Each line of the records that holds the word "fallen" should be copied out.

Referring expression data:
+-------+

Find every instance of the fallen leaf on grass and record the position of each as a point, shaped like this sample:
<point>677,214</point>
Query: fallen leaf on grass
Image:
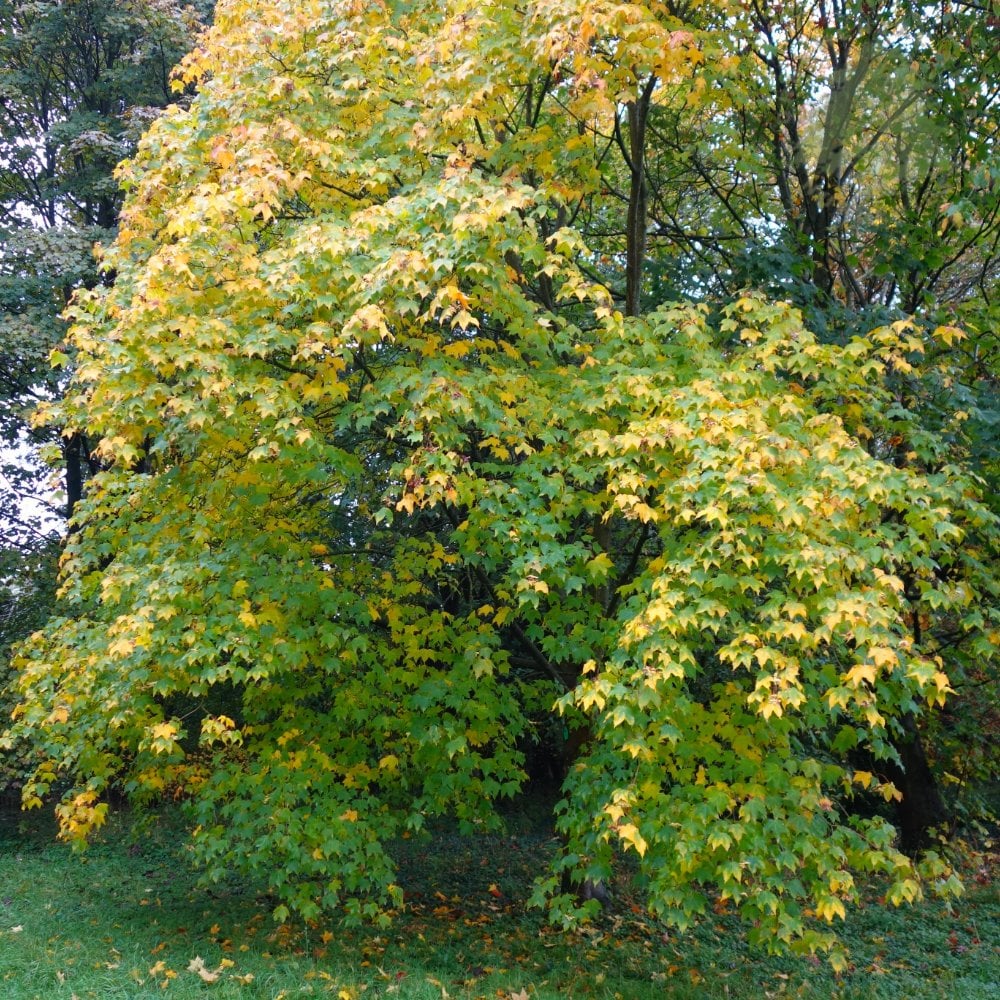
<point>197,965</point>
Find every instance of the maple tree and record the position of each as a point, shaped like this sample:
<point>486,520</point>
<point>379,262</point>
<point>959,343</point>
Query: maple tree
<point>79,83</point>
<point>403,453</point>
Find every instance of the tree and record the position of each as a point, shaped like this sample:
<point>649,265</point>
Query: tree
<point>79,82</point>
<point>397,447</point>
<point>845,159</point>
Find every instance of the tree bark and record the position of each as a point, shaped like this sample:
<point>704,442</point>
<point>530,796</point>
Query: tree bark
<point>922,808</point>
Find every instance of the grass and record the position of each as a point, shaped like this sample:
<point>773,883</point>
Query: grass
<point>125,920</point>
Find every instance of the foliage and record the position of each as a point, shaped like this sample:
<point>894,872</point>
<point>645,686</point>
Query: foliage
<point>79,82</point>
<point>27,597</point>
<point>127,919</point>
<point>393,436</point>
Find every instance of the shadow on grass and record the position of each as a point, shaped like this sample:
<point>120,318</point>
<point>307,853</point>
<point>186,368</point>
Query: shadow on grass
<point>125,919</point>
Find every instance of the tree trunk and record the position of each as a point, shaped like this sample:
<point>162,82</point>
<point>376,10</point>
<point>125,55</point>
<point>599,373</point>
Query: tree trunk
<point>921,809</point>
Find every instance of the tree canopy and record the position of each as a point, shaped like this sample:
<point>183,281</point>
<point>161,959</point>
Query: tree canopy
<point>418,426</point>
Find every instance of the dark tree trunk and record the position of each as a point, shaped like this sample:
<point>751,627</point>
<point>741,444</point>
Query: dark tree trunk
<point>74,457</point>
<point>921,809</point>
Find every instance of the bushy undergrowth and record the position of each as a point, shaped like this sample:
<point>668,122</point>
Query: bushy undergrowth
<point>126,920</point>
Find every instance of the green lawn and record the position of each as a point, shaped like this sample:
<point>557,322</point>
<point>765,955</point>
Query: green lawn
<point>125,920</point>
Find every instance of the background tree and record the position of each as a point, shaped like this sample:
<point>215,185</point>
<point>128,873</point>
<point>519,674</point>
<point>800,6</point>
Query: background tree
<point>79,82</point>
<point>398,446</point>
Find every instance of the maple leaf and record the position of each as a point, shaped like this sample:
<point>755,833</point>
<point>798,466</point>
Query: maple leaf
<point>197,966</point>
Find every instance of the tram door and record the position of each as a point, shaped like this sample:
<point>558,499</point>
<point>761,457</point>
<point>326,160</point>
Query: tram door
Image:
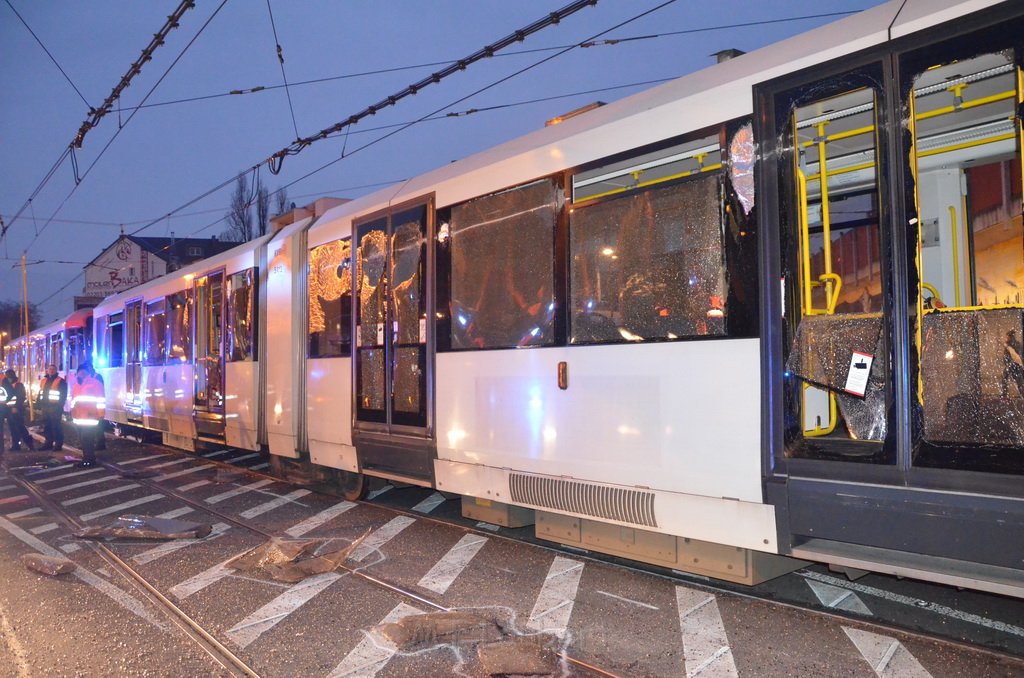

+-------+

Solution to this problem –
Find every instance of the fallen leaf on grass and record the position of each as a point, shaped like this sample:
Query: fallen leaf on grass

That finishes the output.